## WHAT YOU WILL DO:
Copy out every line of the listing below word for word, leaving out the pictures.

Dataset entries:
....

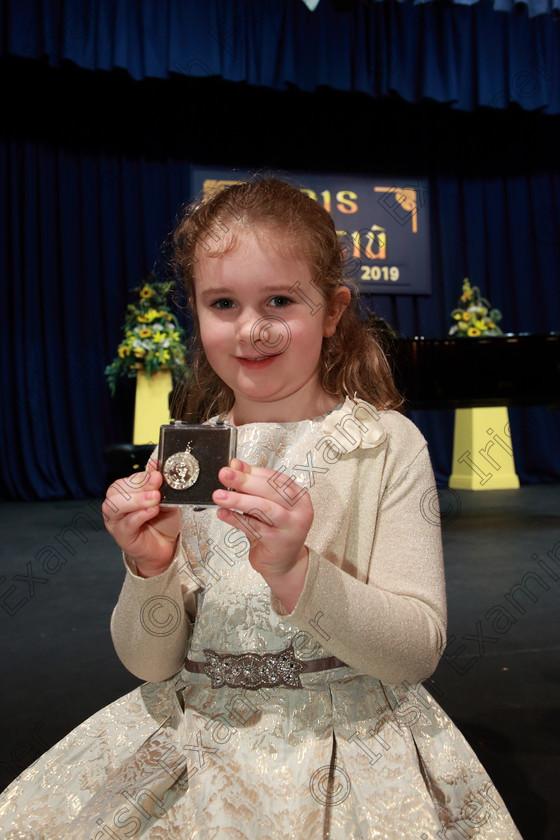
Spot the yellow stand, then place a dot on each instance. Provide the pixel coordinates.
(482, 450)
(151, 408)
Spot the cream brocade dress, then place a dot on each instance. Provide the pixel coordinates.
(347, 755)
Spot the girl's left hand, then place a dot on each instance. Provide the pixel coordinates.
(275, 526)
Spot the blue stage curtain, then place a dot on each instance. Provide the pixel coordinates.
(464, 55)
(77, 231)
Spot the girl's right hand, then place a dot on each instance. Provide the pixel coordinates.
(145, 531)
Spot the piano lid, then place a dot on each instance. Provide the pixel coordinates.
(512, 370)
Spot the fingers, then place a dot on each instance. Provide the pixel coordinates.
(253, 505)
(261, 482)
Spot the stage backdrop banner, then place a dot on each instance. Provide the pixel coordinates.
(384, 224)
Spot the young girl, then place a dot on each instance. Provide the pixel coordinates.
(284, 635)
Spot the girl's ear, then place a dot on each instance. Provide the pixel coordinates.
(338, 304)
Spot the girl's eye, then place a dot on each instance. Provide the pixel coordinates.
(280, 300)
(223, 303)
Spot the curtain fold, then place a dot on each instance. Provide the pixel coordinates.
(465, 55)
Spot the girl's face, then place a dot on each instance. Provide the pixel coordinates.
(262, 323)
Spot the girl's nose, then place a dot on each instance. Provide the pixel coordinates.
(246, 326)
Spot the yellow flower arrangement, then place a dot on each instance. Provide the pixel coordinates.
(474, 315)
(153, 339)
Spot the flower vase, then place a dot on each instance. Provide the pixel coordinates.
(151, 408)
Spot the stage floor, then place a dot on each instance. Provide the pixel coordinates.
(499, 679)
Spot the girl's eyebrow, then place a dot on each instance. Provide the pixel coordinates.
(223, 290)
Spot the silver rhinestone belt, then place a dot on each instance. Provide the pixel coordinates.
(256, 670)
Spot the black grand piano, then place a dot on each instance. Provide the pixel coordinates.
(511, 370)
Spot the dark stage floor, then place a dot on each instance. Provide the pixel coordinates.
(499, 679)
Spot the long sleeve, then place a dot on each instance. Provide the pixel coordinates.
(388, 619)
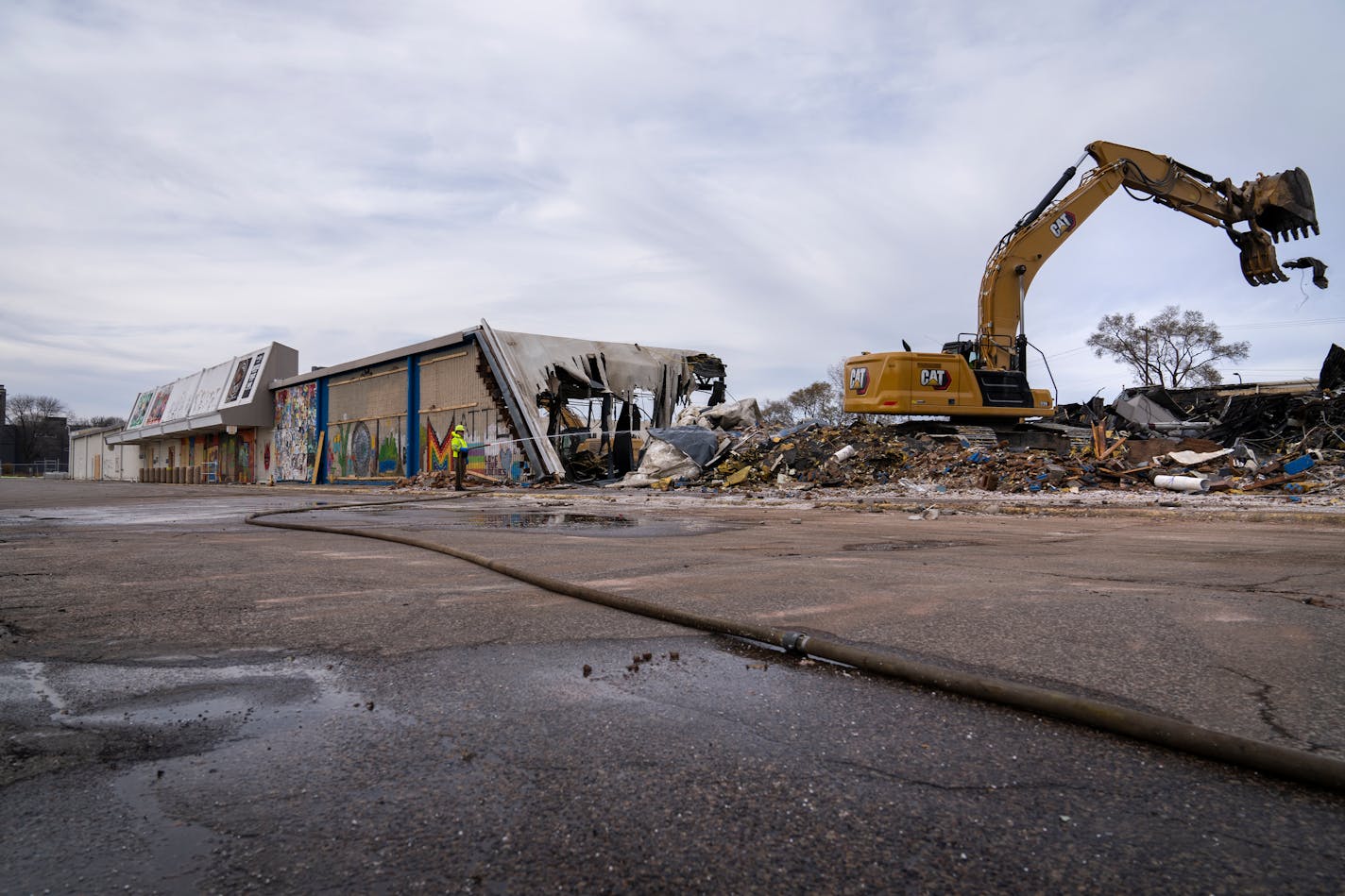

....

## SOLUTION TO THIS TASK:
Spot the yellow stand, then place a dot on each instance. Provide the pixel coordinates.
(482, 450)
(151, 408)
Spot the cream brocade dress, then place a dot on each instance. Provide the pixel coordinates.
(347, 755)
Spot the girl's left hand, then place a dot on each instance. Provide the pixel coordinates.
(275, 526)
Spot the blue stage curtain, then place a dot on each instance. Provide the pixel coordinates.
(464, 55)
(77, 231)
Spot the girl's right hand, then place a dot on each instance. Provide the pixel coordinates.
(145, 531)
Spot the piano lid, then place a dot on each instance. Provide the pixel coordinates.
(512, 370)
Spot the fingers, then place a dot on each instance. Provide the pixel coordinates.
(253, 505)
(261, 482)
Spot the stage backdrop banner, then place a dot on each instance. Provide the pixel coordinates.
(384, 224)
Spot the young girl, then place a dot on each instance. Provide the pixel coordinates.
(284, 635)
Spot the girl's ear, then place a dot on each instance. Provide the pixel coordinates.
(338, 304)
Spot the girl's eye, then place a dot on each instance. Provide the pixel coordinates.
(280, 300)
(223, 303)
Spot the curtain fold, then place a dot on each instance. Provide the pixel coordinates.
(465, 55)
Spot the girl's face, then place a dot on each instance. Provide the pixel coordinates.
(262, 323)
Spot the girl's nose, then place a dot on each instance. Provide the pixel coordinates.
(246, 326)
Spot the yellow flower arrangement, then place a dot on each instance. Provide the pixel coordinates.
(474, 315)
(153, 339)
Spot the flower vase, then place a dot on each instance. Provide the pixel coordinates.
(151, 408)
Spot the stage floor, then place a dot on each instance. Provide the pixel coordinates.
(499, 679)
Spot the girl's eyebrow, then place a dot on each instance. Provide the pixel coordinates.
(223, 290)
Spot the silver rhinestone belt, then place a dot on each instance. Provide the pixel coordinates.
(256, 670)
Spot the black grand piano, then place a dot on each instance. Provide the pixel coordinates.
(511, 370)
Spot the dark stage floor, then place a dot on each instance. Provide the pixel coordinates.
(499, 679)
Spot the long sleeve, then place a dot on each instance. Provide the pixel coordinates.
(388, 619)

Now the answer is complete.